Insight: An interview with Adel Iskandar

Adel Iskandar is a media scholar and lecturer at Georgetown University’s Center for Contemporary Arab Studies. In an interview with Andrew Masloski, he discusses the ongoing demonstrations in Egypt and what role, if any, social media tools play.

Was there a single event or issue that sparked the current demonstrations against President Hosni Mubarak in Egypt?

I think to a great extent it was a combination of different forces. This was really a perfect storm in more ways than one. Of course there is the Tunisia factor – the fact that the Egyptians saw the head of the state depart in a highly scandalous scenario that was deeply problematic. Not to mention there was a plethora of qualms that the Egyptian population have had with their government for a number of years.

The turning point began with a larger campaign that advocated for greater transparency in a police state and the really scandalizing issues of police brutality and police torture. That campaign started in the early days of 2009 and the epitome of that was the beating and the brutal killing of a young man called Khaled Said, a 26 year old business man in Alexandria. This was the real turning point. It was a really galvanizing issue that everyone could relate to.

Everyone was witness to a police force that was incredibly visible in society and that most people feared and revered even if you were a member of the upper echelon of society or a member of the lower more downtrodden in Egyptian society. Police brutality was there and it had become very visible and it became a large part of popular culture in Egypt. Most television and film productions that featured the police showed them as incredibly malevolent characters, deeply tyrannical and corrupt individuals supported by institutions that allowed them to be so. So it was incredibly easy to rally people around a campaign to eradicate police brutality. This was the main turning point after Khaled Said’s killing in 2010.

WRITTEN INSTRUCTION: Return the passage of the Adel Iskandar interview word for word, beginning at the words "Insight: An interview" and stopping after "media tools play.".

INFORMATION SUPPLIED:
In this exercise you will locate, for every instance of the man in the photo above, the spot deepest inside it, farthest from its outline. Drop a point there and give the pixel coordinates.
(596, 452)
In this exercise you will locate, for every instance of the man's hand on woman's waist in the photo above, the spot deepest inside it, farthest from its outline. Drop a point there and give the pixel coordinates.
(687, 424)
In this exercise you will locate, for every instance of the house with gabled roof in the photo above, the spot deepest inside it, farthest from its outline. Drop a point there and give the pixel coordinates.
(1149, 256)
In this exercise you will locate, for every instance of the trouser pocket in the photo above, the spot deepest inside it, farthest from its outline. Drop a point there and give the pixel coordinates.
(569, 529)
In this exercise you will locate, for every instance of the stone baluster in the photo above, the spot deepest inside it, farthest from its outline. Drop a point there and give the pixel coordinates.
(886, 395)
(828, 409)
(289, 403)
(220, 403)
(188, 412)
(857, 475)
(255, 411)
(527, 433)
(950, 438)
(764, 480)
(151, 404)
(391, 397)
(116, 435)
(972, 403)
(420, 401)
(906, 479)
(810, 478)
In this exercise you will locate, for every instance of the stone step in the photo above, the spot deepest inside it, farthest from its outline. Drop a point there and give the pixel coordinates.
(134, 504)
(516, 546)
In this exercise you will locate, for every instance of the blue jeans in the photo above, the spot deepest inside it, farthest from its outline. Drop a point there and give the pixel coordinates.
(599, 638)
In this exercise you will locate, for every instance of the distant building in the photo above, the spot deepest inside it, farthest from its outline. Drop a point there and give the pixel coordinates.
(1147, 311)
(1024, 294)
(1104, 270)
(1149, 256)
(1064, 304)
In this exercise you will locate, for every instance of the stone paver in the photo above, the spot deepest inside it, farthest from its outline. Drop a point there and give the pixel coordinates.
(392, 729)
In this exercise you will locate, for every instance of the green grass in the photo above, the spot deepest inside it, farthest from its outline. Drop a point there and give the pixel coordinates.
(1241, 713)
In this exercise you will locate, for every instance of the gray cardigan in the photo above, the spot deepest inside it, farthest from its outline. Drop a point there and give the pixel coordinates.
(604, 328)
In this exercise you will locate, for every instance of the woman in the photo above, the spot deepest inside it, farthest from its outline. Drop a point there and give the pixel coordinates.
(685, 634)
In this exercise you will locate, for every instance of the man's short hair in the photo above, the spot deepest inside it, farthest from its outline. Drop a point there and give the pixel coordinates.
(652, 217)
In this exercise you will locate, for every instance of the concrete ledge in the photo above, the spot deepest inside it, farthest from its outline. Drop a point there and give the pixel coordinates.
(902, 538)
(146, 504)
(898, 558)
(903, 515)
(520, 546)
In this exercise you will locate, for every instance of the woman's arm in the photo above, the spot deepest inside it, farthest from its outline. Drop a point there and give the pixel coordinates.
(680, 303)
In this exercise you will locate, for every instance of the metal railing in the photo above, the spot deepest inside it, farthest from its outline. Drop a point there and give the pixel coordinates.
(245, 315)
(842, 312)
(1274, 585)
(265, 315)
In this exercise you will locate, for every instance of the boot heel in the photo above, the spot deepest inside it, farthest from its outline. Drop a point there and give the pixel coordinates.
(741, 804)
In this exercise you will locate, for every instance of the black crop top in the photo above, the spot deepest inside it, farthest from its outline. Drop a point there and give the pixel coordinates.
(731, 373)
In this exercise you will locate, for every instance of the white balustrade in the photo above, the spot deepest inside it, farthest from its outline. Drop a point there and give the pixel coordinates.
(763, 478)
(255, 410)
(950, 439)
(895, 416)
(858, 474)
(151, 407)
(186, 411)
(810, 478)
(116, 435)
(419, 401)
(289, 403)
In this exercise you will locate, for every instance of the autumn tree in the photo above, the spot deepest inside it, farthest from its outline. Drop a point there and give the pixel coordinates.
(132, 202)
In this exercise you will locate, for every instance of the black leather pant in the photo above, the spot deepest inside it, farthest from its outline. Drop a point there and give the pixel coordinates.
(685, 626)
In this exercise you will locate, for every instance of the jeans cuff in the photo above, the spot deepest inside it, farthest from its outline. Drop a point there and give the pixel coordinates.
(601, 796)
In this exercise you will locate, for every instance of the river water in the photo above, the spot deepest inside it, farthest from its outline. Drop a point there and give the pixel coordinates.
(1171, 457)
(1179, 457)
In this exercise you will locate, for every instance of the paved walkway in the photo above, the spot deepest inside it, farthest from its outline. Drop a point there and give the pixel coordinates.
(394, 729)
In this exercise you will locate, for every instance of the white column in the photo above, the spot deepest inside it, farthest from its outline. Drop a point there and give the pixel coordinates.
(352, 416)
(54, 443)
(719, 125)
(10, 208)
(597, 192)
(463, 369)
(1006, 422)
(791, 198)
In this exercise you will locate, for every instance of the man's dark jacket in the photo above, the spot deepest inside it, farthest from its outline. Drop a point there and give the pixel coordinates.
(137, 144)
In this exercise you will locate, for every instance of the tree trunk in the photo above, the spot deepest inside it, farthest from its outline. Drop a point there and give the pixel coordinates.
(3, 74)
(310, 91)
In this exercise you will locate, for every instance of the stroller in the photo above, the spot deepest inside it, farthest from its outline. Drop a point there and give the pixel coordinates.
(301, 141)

SOLUTION TO THE EXERCISE:
Insight: An interview with Adel Iskandar

Adel Iskandar is a media scholar and lecturer at Georgetown University’s Center for Contemporary Arab Studies. In an interview with Andrew Masloski, he discusses the ongoing demonstrations in Egypt and what role, if any, social media tools play.